> What to do:
1. Please echo the passage on Tchaikovsky's Mazepa word for word, starting at "Act III opens" and ending at "a lullaby [5].".
2. According to the passage on Tchaikovsky's Mazepa, in which city did the composer begin writing music for the scene between Mazepa and Mariya in late 1881?

> Text passage:
-*-
Act III opens with a symphonic tableau depicting the Battle of Poltava. Mazepa's forces are defeated. In Kochubey's garden, now neglected and overgrown, Andrey and other Russian soldiers are pursuing fleeing Swedish soldiers. Andrey hides when he hears Mazepa and Orlik approaching. Andrey attacks Mazepa and is mortally wounded. Mazepa discovers Mariya wandering about in a daze, but he is forced to flee without her. Andrey dies in Mariya arms as she sings him a lullaby [5].

Composition

Judging from Tchaikovsky's diary for 1881 [6], he spent most of June working on the opera. The evidence for this includes notes of parts of the text for Andrey's aria in Act I (No. 2), dated 8/20 and 10/22 June. Mariya's solo from the same scene (G minor, 3/2), was evidently composed at the same time, since the sketches for a preliminary version of this solo date from 13/15 May 1881 (the music was written to an extract from Canto V of Dante's Inferno, sketched on a printed copy of the Obikhod). On 15/27 June a further sketch was made with the note "Trostyanka. Dances. Mazepa", and under it the note "See 4 March". The diary entry for the latter date (at the start of his work on the opera) contains sketches with the heading "For the storm". Evidently this sketch was conceived as the start of another work, but was used as the E-flat theme of the Gopak (No. 4 in the opera, grazioso). His diary entry for 23 June/5 July again includes musical sketches, similar to the opening of the quarrel scene (No. 6).

In a letter of 23 August/4 September–25 August/6 September, Tchaikovsky told Sergey Taneyev: "I was considering embarking on an opera; I have a decent libretto to hand, and I have already written four numbers in my spare hours. But they are all loathsome to me, and I can sense that this exertion of my will-power just sufficed for these four numbers and no more. That with regard to which Mr Cui has always been reproaching me for failing to do has come to pass, that is, I have started to adopt a critical attitude towards myself. And what do we see? As soon as this process began, the tap from which I had drawn so much music before (even if it was mediocre), when I was not yet self-critical, ran dry immediately" [7].

The composer quickly abandoned his work. "Mazepa displeases me, and it cannot engage me", he wrote in a letter of 3/15 October 1881 to Anatoly Tchaikovsky [8]. However, the composer continued to consider other possible subjects [9], before returning once again to Poltava.

At Rome in late November/early December 1881, Tchaikovsky began to compose music for the scene with Mazepa and Mariya (No. 11 in the opera) [10]. He later wrote about this phase of work: "One wonderful day I re-read the libretto and re-read Pushkin's poem, and was moved by the beauty of some of the scenes and verses to start on the scene between Mariya and Mazepa, which was preserved unchanged from the poem in the libretto... Although generally I composed steadily without having great feeling for the characters, I now realise that this was something successful after all. As far as Karl XII is concerned, I must disillusion you, my friend. He will not appear in my opera, since he only bears an indirect relation to the drama between Mazepa, Mariya and Kochubey" [11].

In Rome, Tchaikovsky regularly forced himself to write for several hours each day [12], but finding inspiration lacking, he discontinued work on the opera and resumed composition of the Piano Trio and other works [13].
-*-
> Data extract:
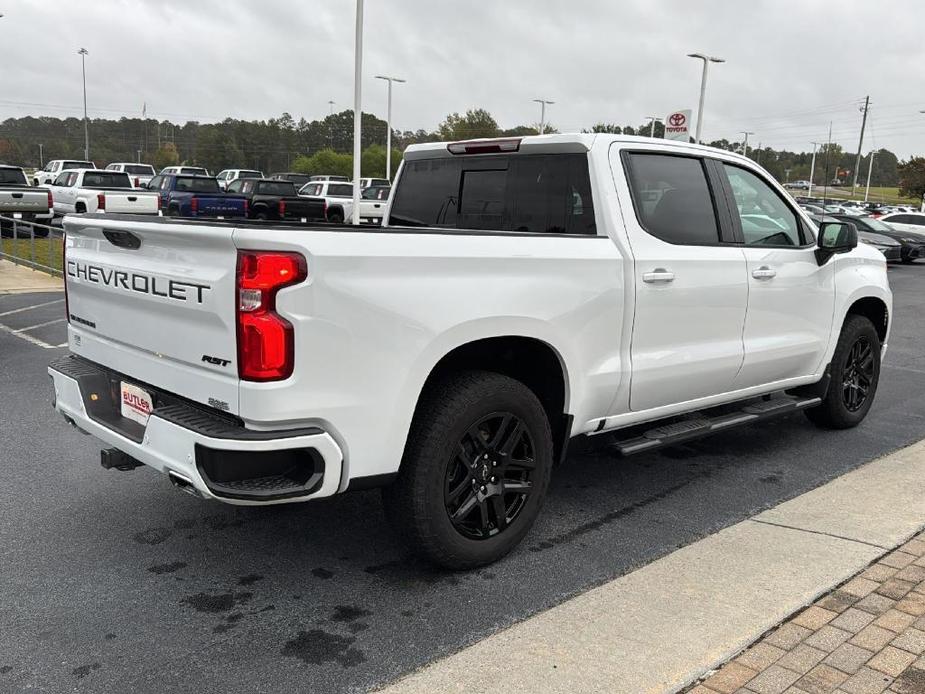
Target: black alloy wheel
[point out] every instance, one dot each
-*-
> Problem solutions:
1.
Act III opens with a symphonic tableau depicting the Battle of Poltava. Mazepa's forces are defeated. In Kochubey's garden, now neglected and overgrown, Andrey and other Russian soldiers are pursuing fleeing Swedish soldiers. Andrey hides when he hears Mazepa and Orlik approaching. Andrey attacks Mazepa and is mortally wounded. Mazepa discovers Mariya wandering about in a daze, but he is forced to flee without her. Andrey dies in Mariya arms as she sings him a lullaby [5].

2. Rome